===== PROVIDED ENTRIES =====

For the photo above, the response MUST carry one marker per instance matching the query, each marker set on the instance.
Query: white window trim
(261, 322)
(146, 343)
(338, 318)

=====

Could the entire listing be repeated exactly as written?

For the photo above, the response MUST carry one marker per instance matching the query, each marker set on the instance.
Query: white window trim
(261, 322)
(146, 343)
(338, 318)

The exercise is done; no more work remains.